Assignment: Write out only the tail of the records, beginning at the line containing "so the thing is I'm looking for the stone wall" and including the last line, exactly as written.

Extracted records
=== Begin Enclosure ===
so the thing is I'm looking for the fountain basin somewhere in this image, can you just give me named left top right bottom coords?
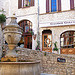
left=0, top=61, right=40, bottom=75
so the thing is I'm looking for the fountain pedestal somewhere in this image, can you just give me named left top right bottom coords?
left=0, top=61, right=40, bottom=75
left=1, top=16, right=22, bottom=62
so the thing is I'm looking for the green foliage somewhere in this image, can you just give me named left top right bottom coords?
left=44, top=52, right=47, bottom=56
left=53, top=47, right=58, bottom=51
left=53, top=41, right=58, bottom=51
left=36, top=41, right=40, bottom=50
left=25, top=4, right=28, bottom=7
left=0, top=14, right=6, bottom=23
left=15, top=50, right=19, bottom=53
left=29, top=31, right=34, bottom=35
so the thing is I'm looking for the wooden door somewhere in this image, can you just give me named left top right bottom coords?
left=42, top=34, right=52, bottom=52
left=24, top=35, right=32, bottom=49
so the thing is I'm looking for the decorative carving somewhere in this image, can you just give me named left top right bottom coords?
left=2, top=16, right=22, bottom=61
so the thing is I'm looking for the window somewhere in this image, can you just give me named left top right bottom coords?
left=18, top=0, right=34, bottom=8
left=46, top=0, right=61, bottom=13
left=51, top=0, right=57, bottom=12
left=60, top=31, right=75, bottom=48
left=18, top=20, right=32, bottom=33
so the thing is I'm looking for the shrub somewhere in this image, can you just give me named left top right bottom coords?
left=0, top=14, right=6, bottom=23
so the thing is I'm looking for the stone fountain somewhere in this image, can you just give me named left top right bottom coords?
left=0, top=16, right=40, bottom=75
left=1, top=16, right=22, bottom=61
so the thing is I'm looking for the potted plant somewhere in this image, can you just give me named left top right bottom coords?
left=25, top=4, right=28, bottom=7
left=53, top=41, right=58, bottom=54
left=26, top=29, right=34, bottom=35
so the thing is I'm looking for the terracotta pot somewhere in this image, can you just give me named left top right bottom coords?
left=33, top=34, right=36, bottom=40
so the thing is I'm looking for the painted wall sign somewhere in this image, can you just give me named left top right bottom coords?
left=50, top=20, right=75, bottom=25
left=40, top=19, right=75, bottom=27
left=57, top=58, right=66, bottom=62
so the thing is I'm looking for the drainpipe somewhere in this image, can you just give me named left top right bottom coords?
left=37, top=0, right=40, bottom=48
left=37, top=0, right=39, bottom=36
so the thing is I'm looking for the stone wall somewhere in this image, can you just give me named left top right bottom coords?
left=16, top=48, right=75, bottom=75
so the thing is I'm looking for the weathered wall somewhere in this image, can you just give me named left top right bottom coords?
left=39, top=10, right=75, bottom=24
left=17, top=48, right=75, bottom=75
=== End Enclosure ===
Task response:
so the thing is I'm looking for the stone wall somewhere in this image, can you just give me named left top right bottom coords?
left=16, top=48, right=75, bottom=75
so the thing is I'm looking for the weathered wall somewhere in this image, can you just give me named left top right bottom coords?
left=39, top=10, right=75, bottom=24
left=17, top=48, right=75, bottom=75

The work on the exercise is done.